[BEGIN Provided data]
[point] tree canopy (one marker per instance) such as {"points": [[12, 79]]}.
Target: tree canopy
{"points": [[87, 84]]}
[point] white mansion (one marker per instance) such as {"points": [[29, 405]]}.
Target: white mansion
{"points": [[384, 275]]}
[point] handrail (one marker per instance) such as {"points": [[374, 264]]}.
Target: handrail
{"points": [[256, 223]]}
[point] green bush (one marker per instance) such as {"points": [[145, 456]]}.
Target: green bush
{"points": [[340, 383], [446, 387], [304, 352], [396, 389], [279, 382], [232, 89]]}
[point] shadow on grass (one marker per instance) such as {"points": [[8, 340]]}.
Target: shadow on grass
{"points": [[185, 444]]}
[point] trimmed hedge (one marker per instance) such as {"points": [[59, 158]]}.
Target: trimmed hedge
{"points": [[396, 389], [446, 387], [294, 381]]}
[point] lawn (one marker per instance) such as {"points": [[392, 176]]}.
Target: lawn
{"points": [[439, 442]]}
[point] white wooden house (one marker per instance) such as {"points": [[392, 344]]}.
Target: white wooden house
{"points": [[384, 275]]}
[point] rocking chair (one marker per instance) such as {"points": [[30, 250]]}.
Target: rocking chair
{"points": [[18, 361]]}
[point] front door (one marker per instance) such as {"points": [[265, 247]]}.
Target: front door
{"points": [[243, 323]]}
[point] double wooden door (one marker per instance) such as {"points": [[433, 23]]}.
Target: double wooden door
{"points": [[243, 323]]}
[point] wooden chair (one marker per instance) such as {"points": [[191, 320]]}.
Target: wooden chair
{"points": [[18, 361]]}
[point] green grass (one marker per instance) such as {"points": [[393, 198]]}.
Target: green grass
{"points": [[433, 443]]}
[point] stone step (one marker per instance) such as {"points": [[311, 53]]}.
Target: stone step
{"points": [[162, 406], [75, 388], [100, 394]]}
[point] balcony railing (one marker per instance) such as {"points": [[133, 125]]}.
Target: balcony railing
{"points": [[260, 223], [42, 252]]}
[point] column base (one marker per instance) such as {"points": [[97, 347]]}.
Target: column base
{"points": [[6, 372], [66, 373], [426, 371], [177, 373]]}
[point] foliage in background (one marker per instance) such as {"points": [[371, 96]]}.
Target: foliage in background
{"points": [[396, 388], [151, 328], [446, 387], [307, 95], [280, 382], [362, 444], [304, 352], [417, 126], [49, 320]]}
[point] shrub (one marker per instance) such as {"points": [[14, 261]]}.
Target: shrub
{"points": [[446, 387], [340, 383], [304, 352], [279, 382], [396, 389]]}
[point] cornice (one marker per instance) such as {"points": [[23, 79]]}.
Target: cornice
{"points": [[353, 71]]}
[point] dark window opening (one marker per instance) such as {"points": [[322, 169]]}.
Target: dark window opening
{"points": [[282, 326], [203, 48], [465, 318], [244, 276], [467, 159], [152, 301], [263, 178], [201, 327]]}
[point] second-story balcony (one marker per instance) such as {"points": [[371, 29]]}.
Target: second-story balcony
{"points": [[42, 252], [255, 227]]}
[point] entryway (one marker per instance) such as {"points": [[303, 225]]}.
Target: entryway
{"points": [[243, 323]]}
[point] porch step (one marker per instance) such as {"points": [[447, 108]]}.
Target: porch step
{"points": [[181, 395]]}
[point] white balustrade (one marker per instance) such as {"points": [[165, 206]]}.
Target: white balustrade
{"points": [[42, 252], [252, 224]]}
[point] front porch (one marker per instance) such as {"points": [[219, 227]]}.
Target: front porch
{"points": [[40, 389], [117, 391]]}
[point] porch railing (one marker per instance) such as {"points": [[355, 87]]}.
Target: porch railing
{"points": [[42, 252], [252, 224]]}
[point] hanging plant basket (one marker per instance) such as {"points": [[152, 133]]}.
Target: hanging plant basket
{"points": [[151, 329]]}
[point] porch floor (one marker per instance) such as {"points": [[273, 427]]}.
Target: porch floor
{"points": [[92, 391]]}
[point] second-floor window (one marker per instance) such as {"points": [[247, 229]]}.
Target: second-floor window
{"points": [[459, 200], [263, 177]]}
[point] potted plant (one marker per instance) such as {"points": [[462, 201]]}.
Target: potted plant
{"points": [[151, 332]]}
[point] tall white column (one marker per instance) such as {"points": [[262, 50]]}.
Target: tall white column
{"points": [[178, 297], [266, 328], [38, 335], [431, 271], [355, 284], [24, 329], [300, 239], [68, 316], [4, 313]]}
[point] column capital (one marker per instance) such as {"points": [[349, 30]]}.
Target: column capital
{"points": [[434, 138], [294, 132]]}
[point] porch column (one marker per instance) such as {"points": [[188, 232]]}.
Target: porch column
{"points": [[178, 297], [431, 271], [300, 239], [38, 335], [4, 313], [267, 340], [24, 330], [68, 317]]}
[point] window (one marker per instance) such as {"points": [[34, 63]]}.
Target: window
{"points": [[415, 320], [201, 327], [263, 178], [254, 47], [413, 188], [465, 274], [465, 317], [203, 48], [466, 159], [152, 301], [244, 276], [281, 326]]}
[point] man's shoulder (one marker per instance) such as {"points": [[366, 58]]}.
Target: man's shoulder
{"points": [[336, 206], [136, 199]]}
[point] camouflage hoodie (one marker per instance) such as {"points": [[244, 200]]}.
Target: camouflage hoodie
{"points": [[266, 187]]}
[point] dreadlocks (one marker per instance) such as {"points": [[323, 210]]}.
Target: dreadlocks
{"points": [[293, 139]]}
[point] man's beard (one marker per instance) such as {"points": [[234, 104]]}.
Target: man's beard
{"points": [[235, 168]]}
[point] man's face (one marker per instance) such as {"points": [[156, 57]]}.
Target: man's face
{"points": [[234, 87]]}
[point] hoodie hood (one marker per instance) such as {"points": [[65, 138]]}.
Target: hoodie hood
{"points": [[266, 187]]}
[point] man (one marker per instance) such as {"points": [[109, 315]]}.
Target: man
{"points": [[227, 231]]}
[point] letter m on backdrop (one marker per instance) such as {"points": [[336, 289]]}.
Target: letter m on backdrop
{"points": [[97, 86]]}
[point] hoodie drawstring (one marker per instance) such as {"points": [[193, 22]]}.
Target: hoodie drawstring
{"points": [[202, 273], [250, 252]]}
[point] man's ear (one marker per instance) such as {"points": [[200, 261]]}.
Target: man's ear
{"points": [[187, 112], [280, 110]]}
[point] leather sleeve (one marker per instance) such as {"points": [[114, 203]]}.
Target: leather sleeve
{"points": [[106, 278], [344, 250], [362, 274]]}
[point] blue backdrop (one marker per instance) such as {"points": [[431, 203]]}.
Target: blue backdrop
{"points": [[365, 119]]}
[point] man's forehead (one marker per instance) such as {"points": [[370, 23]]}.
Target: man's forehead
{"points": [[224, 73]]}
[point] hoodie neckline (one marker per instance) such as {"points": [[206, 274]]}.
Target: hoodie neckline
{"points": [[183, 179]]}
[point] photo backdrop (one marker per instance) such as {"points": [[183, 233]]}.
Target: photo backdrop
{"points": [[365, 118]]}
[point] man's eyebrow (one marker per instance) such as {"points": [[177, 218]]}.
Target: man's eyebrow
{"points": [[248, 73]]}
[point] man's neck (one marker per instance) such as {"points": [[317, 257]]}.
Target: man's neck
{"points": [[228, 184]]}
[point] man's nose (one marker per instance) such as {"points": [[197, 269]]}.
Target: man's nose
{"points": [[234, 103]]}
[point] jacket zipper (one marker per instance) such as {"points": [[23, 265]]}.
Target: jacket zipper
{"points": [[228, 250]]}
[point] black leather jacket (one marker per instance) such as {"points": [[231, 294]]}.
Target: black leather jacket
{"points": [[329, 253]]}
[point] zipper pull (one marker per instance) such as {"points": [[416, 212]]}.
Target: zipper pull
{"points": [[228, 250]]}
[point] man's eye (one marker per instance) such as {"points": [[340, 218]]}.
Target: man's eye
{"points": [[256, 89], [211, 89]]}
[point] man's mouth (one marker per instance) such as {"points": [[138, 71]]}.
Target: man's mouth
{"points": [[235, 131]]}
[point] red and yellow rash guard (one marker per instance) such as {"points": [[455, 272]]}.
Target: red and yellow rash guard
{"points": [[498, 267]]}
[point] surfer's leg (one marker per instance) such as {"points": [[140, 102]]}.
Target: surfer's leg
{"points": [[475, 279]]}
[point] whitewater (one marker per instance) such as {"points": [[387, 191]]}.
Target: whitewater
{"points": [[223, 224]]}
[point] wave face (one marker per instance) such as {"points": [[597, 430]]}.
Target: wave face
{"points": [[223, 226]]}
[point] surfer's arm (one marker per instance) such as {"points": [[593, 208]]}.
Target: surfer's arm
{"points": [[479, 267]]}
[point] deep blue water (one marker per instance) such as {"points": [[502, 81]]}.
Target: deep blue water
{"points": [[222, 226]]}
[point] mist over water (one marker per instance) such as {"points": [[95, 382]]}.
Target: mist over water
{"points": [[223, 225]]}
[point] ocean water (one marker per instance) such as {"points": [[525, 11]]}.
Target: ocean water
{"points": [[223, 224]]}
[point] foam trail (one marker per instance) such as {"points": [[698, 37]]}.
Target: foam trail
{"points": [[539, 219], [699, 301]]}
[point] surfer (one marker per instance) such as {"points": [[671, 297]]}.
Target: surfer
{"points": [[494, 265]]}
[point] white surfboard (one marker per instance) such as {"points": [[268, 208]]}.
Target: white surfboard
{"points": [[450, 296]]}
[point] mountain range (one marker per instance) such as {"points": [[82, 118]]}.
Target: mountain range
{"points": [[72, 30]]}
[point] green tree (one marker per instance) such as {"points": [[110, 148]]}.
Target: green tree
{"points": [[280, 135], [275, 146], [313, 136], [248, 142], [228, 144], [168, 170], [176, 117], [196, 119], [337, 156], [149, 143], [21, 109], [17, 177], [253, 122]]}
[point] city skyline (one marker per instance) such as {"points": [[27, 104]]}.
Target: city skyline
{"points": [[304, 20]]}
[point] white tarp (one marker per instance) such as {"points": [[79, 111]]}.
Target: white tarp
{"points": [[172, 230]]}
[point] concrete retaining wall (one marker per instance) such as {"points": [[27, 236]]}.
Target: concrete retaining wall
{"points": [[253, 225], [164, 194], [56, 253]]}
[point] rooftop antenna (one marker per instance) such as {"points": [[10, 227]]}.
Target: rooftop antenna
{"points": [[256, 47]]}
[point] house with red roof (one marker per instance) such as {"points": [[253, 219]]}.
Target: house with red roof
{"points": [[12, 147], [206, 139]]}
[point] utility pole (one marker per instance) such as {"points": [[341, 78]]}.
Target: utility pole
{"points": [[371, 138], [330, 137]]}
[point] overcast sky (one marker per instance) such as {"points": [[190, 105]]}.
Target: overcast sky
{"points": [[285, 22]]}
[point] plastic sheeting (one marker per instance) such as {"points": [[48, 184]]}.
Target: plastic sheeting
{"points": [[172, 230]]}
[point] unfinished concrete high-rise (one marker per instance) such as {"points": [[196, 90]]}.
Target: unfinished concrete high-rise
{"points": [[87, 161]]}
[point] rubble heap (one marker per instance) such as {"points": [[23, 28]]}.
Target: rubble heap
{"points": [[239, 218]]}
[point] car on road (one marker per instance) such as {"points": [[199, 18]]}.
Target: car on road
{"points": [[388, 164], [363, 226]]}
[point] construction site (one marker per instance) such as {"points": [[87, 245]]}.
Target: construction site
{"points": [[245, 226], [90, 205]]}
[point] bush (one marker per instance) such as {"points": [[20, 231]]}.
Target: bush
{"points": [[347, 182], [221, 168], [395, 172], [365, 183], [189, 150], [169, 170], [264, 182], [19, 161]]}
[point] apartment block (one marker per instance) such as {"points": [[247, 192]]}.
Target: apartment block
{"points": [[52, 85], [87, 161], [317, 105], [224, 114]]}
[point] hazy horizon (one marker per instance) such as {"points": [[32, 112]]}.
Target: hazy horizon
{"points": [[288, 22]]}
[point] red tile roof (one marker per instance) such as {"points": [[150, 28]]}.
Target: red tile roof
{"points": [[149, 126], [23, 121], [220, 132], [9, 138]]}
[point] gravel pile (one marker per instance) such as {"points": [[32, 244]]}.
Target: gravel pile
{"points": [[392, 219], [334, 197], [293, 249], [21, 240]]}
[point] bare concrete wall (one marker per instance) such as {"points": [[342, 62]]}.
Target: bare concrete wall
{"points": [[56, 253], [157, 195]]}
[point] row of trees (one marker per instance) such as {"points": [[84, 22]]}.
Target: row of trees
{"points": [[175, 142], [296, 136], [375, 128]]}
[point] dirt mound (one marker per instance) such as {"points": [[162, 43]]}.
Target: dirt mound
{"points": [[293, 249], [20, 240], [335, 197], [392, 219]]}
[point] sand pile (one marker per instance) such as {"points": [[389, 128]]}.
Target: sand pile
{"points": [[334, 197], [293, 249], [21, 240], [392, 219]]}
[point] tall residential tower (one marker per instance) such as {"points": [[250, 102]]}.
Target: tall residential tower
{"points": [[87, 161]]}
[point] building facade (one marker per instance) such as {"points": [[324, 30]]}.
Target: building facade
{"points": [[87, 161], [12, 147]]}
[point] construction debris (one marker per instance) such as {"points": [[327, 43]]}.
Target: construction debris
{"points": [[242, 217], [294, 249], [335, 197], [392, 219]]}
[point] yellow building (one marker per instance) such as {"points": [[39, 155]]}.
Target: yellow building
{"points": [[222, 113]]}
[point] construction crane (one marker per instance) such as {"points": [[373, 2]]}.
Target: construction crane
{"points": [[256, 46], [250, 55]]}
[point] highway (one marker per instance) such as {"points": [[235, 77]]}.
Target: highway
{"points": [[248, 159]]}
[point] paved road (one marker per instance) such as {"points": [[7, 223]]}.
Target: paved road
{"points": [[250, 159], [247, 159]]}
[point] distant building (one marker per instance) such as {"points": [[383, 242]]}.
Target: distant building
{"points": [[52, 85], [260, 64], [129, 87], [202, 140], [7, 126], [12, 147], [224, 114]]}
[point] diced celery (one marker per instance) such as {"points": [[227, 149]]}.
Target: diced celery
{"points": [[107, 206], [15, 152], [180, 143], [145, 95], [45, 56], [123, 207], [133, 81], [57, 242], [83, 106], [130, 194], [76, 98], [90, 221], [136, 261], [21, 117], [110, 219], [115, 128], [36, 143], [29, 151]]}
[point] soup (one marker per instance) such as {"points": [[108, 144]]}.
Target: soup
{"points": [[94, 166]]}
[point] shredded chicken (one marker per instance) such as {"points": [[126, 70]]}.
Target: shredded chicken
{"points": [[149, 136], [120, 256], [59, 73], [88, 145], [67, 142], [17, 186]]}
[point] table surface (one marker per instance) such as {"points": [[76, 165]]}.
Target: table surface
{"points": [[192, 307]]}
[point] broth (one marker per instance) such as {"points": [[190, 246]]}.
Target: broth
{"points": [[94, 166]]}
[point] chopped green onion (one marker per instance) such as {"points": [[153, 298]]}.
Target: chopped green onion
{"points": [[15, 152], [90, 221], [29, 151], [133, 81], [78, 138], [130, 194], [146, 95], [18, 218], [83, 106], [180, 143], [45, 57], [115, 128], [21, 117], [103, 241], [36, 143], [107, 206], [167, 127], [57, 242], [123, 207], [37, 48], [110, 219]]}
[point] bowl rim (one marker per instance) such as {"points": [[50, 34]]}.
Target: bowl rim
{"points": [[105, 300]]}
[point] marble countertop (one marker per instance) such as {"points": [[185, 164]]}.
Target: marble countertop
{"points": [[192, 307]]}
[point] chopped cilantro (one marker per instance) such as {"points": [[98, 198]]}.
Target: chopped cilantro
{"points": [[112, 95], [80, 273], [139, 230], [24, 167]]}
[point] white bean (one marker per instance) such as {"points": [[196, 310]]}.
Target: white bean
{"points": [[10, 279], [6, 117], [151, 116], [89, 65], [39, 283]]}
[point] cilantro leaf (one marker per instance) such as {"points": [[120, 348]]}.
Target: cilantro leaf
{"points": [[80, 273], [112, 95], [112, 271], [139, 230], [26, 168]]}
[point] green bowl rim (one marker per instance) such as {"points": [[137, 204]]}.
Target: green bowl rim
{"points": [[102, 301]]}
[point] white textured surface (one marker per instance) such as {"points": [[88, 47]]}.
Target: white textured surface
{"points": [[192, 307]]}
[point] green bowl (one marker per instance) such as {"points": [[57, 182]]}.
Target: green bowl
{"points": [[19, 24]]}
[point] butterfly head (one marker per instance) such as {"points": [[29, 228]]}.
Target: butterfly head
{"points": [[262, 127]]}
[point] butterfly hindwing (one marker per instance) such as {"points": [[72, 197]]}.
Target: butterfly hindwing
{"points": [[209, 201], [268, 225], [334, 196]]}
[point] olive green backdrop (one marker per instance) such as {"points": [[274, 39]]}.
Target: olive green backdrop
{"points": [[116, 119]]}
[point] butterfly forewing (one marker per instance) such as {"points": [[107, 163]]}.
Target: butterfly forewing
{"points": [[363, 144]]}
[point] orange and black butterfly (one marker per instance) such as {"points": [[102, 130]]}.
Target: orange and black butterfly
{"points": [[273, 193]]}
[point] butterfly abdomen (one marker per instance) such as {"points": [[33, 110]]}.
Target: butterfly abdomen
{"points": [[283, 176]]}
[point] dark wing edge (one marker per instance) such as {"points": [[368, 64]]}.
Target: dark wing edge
[END Provided data]
Your goal ->
Repeat exactly, and only, the lines from the line with "[point] cilantro leaf" through the end of the listing above, both ends included.

Response ->
[point] cilantro leaf (one marker per instance) such as {"points": [[120, 348]]}.
Target: cilantro leaf
{"points": [[80, 273], [112, 95], [112, 271], [139, 230], [26, 168]]}
[point] green bowl rim (one marker per instance) such as {"points": [[137, 204]]}.
Target: green bowl rim
{"points": [[102, 301]]}
[point] white textured surface (one marker per instance) such as {"points": [[88, 47]]}.
Target: white textured surface
{"points": [[192, 307]]}
[point] green bowl (one marker per instance) such as {"points": [[57, 182]]}.
Target: green bowl
{"points": [[19, 24]]}
[point] butterfly head (one marker per instance) such as {"points": [[29, 228]]}.
Target: butterfly head
{"points": [[262, 127]]}
[point] butterfly hindwing (one marker per instance) such as {"points": [[72, 197]]}.
Target: butterfly hindwing
{"points": [[209, 201], [268, 225], [334, 196]]}
[point] olive green backdrop (one marker per instance) such as {"points": [[274, 39]]}.
Target: olive green backdrop
{"points": [[116, 119]]}
[point] butterfly forewing (one marker per instance) such as {"points": [[107, 163]]}.
Target: butterfly forewing
{"points": [[363, 144]]}
[point] orange and black butterfly (one marker per instance) such as {"points": [[102, 130]]}.
Target: orange and black butterfly
{"points": [[273, 193]]}
[point] butterfly abdomen (one marker per instance) such as {"points": [[33, 110]]}.
Target: butterfly abdomen
{"points": [[283, 176]]}
[point] dark wing edge (one marker per instance) such as {"points": [[368, 64]]}.
Target: dark wing edge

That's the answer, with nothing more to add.